┌─ Exercise input
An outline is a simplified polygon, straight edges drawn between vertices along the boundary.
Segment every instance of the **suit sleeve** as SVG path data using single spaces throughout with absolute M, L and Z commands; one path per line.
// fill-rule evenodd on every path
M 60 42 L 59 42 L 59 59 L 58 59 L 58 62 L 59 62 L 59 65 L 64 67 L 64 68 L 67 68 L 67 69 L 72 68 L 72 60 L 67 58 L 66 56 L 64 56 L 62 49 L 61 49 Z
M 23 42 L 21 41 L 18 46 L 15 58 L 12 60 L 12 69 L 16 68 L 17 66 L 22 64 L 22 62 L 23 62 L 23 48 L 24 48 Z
└─
┌─ Exercise input
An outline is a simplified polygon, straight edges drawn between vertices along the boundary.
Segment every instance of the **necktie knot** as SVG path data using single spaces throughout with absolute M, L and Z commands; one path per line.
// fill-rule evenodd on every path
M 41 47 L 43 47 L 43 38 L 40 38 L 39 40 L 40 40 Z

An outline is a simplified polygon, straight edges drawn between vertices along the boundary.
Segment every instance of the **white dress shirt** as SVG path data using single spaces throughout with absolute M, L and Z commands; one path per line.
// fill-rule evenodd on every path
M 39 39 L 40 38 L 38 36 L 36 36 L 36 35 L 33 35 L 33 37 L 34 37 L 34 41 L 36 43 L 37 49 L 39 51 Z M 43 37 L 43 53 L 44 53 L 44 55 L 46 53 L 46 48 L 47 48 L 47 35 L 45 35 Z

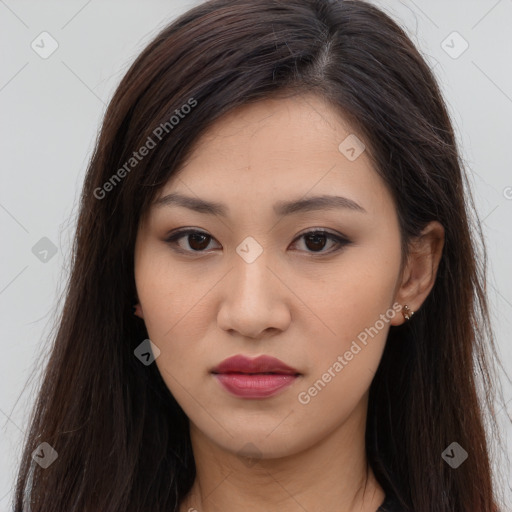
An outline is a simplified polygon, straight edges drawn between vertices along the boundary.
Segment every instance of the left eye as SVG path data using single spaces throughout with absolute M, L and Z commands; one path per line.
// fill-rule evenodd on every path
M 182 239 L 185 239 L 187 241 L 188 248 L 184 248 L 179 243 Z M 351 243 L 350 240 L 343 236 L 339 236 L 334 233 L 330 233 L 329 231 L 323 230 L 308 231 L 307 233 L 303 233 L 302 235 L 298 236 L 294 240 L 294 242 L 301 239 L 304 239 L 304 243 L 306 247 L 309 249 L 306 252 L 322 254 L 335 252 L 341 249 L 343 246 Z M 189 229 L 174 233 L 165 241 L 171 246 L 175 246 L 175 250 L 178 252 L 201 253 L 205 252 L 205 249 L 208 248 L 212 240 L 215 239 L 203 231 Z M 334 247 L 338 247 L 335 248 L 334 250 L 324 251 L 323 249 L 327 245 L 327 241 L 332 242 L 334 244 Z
└─
### [Exercise objective]
Please find every line in the rows above that contains the word "instance" and copy each one in full, treating uppercase and lowercase as different.

### [Reply to the task]
Segment every instance of the **suit sleeve** as SVG path data using single spaces throughout with absolute M, L and Z commands; one path per line.
Segment every instance of the **necktie knot** as SVG path data using single spaces throughout with absolute M, L and Z commands; one path per line.
Segment every instance of the **white dress shirt** as SVG path data using single spaces throughout with absolute M, L and Z commands; one path per line.
Segment every instance of the left eye as SVG path data using single spaces throughout with absolute M, L and Z commands; one path per line.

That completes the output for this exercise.